**DOCUMENT PASSAGE**.
§
2. What employer contributions, if any, are required by the Safe Harbor 401k Plan?
3. How does the dollar for dollar match up to 4% of the employee's pay work?
4. How does the flat 3% of the employee's pay contribution work?
5. What is the timing of the employer's contribution?
6. What is the timing of the employee's contribution?
7. May the employer make additional contributions in a Safe Harbor 401(k)?
8. What are the vesting schedule and eligibility requirements in a Safe Harbor 401(k)?
9. How much can employees contribute into their Safe Harbor 401(k)?
10. What happens if an employee also has a tax deductible IRA plan elsewhere?
What is a Safe Harbor 401(k)?
The Safe Harbor is essentially a Regular 401(k) plan that uses a prescribed contribution and vesting structure. By using these IRS-approved provisions, the plan falls under a “safe harbor”, which means that it automatically satisfies requirements for top-heaviness, deferral percentages, and owners’ contributions. This, in turn, means that it is less expensive and less complicated to administer.
What employer contributions, if any, are required by the Safe Harbor?
In a Safe Harbor 401(k), the employer must make at least one of the following contributions from year-to-year:
I. A dollar-for-dollar match up to 4% of the employee’s pay. --OR--
II. A flat 3% of the employee’s pay.
§
**RECORD EXTRACTS**.
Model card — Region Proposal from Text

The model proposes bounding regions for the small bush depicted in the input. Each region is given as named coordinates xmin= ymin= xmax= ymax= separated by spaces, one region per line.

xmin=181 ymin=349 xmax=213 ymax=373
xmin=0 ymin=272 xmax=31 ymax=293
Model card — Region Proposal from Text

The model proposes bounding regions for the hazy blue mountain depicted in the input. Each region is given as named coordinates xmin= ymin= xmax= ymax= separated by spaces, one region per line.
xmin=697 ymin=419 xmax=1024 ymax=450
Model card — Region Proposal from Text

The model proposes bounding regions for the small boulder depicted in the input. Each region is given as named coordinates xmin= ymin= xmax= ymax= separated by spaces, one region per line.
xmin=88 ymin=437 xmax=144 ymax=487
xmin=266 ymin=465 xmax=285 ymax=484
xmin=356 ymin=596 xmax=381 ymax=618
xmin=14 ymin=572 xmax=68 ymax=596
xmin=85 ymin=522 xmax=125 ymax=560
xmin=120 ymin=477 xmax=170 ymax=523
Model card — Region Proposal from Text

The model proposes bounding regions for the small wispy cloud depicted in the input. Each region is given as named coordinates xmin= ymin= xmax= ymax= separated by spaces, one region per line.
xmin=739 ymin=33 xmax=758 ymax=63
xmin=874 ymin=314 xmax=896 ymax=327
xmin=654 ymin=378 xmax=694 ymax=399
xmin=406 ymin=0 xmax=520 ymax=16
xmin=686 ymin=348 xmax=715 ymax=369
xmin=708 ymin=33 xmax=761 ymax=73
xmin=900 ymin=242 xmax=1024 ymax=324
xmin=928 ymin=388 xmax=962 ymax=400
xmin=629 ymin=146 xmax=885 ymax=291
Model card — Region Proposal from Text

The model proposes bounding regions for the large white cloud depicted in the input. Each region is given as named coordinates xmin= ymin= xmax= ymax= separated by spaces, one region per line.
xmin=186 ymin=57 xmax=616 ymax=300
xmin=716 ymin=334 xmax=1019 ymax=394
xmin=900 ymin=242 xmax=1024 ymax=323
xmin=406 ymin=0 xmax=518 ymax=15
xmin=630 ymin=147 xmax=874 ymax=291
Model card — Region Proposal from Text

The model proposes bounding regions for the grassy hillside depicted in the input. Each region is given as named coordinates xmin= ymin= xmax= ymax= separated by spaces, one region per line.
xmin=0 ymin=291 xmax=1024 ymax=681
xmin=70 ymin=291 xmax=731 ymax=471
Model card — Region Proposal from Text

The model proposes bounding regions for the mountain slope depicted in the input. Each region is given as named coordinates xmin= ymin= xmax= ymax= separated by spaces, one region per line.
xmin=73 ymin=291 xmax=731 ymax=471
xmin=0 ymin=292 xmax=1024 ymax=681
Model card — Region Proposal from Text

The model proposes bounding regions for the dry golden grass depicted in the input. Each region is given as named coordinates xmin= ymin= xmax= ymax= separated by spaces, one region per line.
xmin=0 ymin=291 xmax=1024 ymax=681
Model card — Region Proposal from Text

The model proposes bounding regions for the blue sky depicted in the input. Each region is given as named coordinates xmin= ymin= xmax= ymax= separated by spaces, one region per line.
§
**SHORT PROBLEM 1**. List the requirements that the Safe Harbor 401(k) text says the plan automatically satisfies.
**SHORT PROBLEM 2**. According to the Safe Harbor 401(k) text, up to what percentage of the employee's pay does the dollar-for-dollar match go?
**SHORT PROBLEM 3**. From the Safe Harbor 401(k) text, reproduce the passage starting at "8. What are" and ending at "is a Safe Harbor 401(k)?".

**EXPECTED ANSWER 1**.
- Top-heaviness
- Deferral percentages
- Owners' contributions

**EXPECTED ANSWER 2**. Up to 4% of the employee's pay.

**EXPECTED ANSWER 3**.
8. What are the vesting schedule and eligibility requirements in a Safe Harbor 401(k)?
9. How much can employees contribute into their Safe Harbor 401(k)?
10. What happens if an employee also has a tax deductible IRA plan elsewhere?
What is a Safe Harbor 401(k)?